- **SELECTED TEXT**
◆ ◆ ◆ ◆ ◆
To drill each hole in the hub at the angle at which its spoke enters the hub, I inserted a 0.4mm drill bit through each hole in the rim and drilled its corresponding hole in the hub.  You can see that the spoke holes in the hub are positioned at six levels.  The spokes are installed in six 
“layers” corresponding to the holes in the hub.  The photograph shows the first three “layers” installed.

 

To assemble the wheel, I inserted each spoke (0.35mm) through the rim, and then applied a drop of CA to the end of the spoke before inserting each into the hub.

 

The final step was to slip each "nipple"- which are just 0.7mm X 4mm tubes - over the end of each spoke and through the rim to the correct position and then to apply CA.

 

Front_copy.jpg

 

 

In the photograph below you see the first wheel I built. On the left are a rim, spokes, nipples (MFH calls them "stainless pipes"), and a hub, which I polished rather than painted. The metal parts can be polished, but should be clear coated or, according to MFH, they will oxidize noticeably in a few years.
◆ ◆ ◆ ◆ ◆
- **TASK REQUIREMENTS**
Transcribe the passage on building the wheel word for word, starting with "The final step" and going on through "a few years.". The dataset lines after this are not needed for this work.

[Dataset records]
◆ ◆ ◆ ◆ ◆
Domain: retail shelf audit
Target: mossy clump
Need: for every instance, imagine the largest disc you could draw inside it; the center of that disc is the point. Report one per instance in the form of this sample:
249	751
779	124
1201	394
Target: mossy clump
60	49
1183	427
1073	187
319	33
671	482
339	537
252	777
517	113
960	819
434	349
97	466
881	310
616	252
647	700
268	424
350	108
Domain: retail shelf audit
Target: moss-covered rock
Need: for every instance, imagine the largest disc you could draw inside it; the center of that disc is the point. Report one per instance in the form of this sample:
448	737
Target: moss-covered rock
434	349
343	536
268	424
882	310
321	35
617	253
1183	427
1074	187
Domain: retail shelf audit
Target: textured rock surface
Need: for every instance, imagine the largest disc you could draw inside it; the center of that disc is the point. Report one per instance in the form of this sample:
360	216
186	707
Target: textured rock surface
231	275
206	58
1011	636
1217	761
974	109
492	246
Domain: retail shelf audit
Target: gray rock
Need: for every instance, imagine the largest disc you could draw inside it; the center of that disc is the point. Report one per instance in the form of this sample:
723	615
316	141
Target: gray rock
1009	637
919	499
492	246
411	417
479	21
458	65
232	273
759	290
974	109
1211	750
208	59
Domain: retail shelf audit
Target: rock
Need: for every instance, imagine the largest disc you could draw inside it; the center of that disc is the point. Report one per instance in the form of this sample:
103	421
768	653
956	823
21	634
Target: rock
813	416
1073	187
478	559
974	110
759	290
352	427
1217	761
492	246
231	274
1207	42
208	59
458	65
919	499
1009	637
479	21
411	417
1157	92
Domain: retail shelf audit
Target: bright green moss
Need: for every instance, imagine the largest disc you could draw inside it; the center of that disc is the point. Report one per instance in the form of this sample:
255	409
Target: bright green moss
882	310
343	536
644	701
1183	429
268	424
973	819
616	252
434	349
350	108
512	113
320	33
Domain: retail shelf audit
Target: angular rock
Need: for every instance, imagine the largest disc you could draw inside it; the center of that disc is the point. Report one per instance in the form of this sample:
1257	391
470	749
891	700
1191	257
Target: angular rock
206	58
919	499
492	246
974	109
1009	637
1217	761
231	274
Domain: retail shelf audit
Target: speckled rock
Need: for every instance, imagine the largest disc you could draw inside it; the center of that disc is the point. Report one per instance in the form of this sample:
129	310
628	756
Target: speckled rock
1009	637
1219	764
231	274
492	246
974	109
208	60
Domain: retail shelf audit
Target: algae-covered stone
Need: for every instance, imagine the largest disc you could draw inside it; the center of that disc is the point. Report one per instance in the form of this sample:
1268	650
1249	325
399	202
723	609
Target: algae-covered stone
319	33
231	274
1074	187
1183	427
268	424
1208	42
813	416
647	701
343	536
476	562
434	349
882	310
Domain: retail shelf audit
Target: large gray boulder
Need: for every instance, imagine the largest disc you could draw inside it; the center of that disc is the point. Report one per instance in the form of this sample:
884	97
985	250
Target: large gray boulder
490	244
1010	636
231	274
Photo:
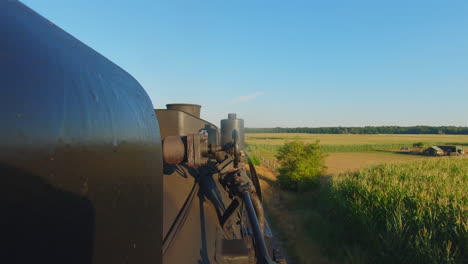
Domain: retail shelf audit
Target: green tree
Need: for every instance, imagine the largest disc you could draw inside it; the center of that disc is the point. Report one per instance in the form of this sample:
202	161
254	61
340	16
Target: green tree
300	165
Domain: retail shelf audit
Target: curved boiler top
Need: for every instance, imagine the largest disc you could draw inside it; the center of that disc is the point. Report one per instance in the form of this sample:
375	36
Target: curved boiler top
80	151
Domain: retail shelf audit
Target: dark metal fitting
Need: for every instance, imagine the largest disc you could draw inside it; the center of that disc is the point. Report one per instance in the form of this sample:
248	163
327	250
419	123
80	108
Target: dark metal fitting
173	150
192	149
◆ ◆ ◆ ◆ ◆
- **EXERCISE SOLUTION**
The final step was to slip each "nipple"- which are just 0.7mm X 4mm tubes - over the end of each spoke and through the rim to the correct position and then to apply CA.

 

Front_copy.jpg

 

 

In the photograph below you see the first wheel I built. On the left are a rim, spokes, nipples (MFH calls them "stainless pipes"), and a hub, which I polished rather than painted. The metal parts can be polished, but should be clear coated or, according to MFH, they will oxidize noticeably in a few years.